A woman who helped organize protests against New Jersey's coronavirus-driven stay-at-home orders is now facing charges for violating those orders, authorities said.
Kim Pagan, of Toms River, allegedly helped organize the small crowds that gathered in Trenton Friday to protest Gov. Phil Murphy's order essentially shutting down the state due to the virus -- which has infected nearly 80,000 people and killed almost 4,000 in just six weeks.
A video posted to Facebook by Central Jersey Libertarians shows police writing summonses to honking and shouting protesters in parked cars. One woman can be heard to yell "we have the right to peacefully protest!" as an officer walks by a car with the word "Playdemic" written in the window.
Earlier Friday, a small crowd of protesters, roughly one to two dozen in size, gathered in the parking lot of a Walmart in Hamilton, New Jersey. They brought cardboard signs, an American flag, and painted messages on vehicle windows parked next to their protest.
"MURPHY'S LAW WORSE THAN COVID-19," one window sign read.
Gov. Murphy said his public schools would stay closed at least through May 15, in line with New York's latest extension for its "Pause NY" order.

• **Data for review**
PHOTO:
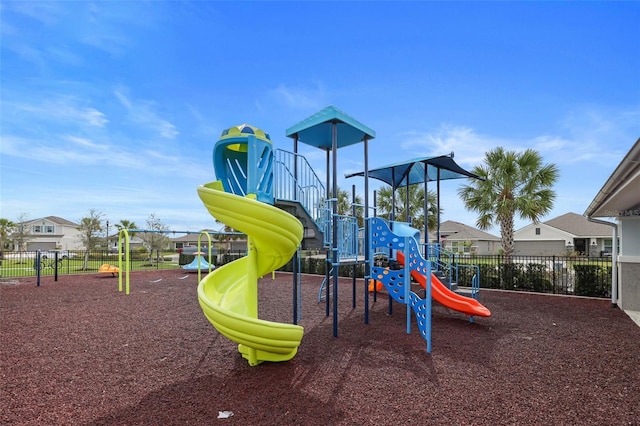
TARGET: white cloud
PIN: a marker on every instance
(300, 97)
(62, 108)
(142, 112)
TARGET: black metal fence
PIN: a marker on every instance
(573, 275)
(67, 262)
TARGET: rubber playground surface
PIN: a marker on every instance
(77, 352)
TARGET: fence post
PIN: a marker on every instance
(37, 265)
(55, 267)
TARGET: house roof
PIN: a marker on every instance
(453, 230)
(55, 219)
(579, 226)
(620, 195)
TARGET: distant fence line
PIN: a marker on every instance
(571, 275)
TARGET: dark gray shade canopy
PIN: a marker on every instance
(413, 171)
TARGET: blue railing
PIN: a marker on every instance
(295, 180)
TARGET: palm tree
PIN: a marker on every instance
(415, 208)
(514, 183)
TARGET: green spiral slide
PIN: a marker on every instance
(228, 296)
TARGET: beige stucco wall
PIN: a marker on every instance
(629, 297)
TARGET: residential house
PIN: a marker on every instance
(460, 238)
(619, 198)
(236, 243)
(570, 233)
(50, 233)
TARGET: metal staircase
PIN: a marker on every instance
(298, 190)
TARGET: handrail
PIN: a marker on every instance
(295, 180)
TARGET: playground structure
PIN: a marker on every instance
(198, 264)
(109, 269)
(276, 199)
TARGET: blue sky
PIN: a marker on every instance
(116, 106)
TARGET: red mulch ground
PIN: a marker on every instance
(78, 352)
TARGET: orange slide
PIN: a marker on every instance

• **Required work**
• A. In the news article about the New Jersey stay-at-home protests above, rewrite everything from "Kim Pagan, of" down to "window sign read.", substituting "demonstrators" for "protesters".
• B. According to the news article about the New Jersey stay-at-home protests, where did the small crowd gather earlier on Friday?
• C. Carry on the news article about the New Jersey stay-at-home protests from its last sentence.

• **Exercise results**
• A.
Kim Pagan, of Toms River, allegedly helped organize the small crowds that gathered in Trenton Friday to protest Gov. Phil Murphy's order essentially shutting down the state due to the virus -- which has infected nearly 80,000 people and killed almost 4,000 in just six weeks.
A video posted to Facebook by Central Jersey Libertarians shows police writing summonses to honking and shouting demonstrators in parked cars. One woman can be heard to yell "we have the right to peacefully protest!" as an officer walks by a car with the word "Playdemic" written in the window.
Earlier Friday, a small crowd of demonstrators, roughly one to two dozen in size, gathered in the parking lot of a Walmart in Hamilton, New Jersey. They brought cardboard signs, an American flag, and painted messages on vehicle windows parked next to their protest.
"MURPHY'S LAW WORSE THAN COVID-19," one window sign read.

• B. The crowd gathered in the parking lot of a Walmart in Hamilton, New Jersey.

• C.
Murphy says his state has yet to hit a plateau; to help with the most critical cases, Cuomo said Thursday he'd send 100 ventilators across the river.
Similar protests have sprouted in other states in recent days -- in Oklahoma, Texas, Idaho and Virginia -- but Friday's was seemingly the first in the tri-state.
Opponents of the stay-at-home orders have called the policies "government overreach," some frustrated with how state's define which workers as "essential."
In places like Oklahoma, Texas and Virginia, small-government groups, supporters of President Donald Trump, anti-vaccine advocates, gun rights backers and supporters of right-wing causes have united behind a deep suspicion of efforts to shut down daily life to slow the spread of the coronavirus.
As their frustration with life under lockdown grows, they’ve started to openly defy the social distancing rules in an effort to put pressure on governors to ease them.
Polls show the protesters' views are not widely held. An AP-NORC survey earlier this month found large majorities of Americans support a long list of government restrictions, including closing schools, limiting gatherings and shuttering bars and restaurants. Three-quarters of Americans backed requiring people to stay in their homes. And majorities of both Democrats and Republicans gave high marks for the state and city governments.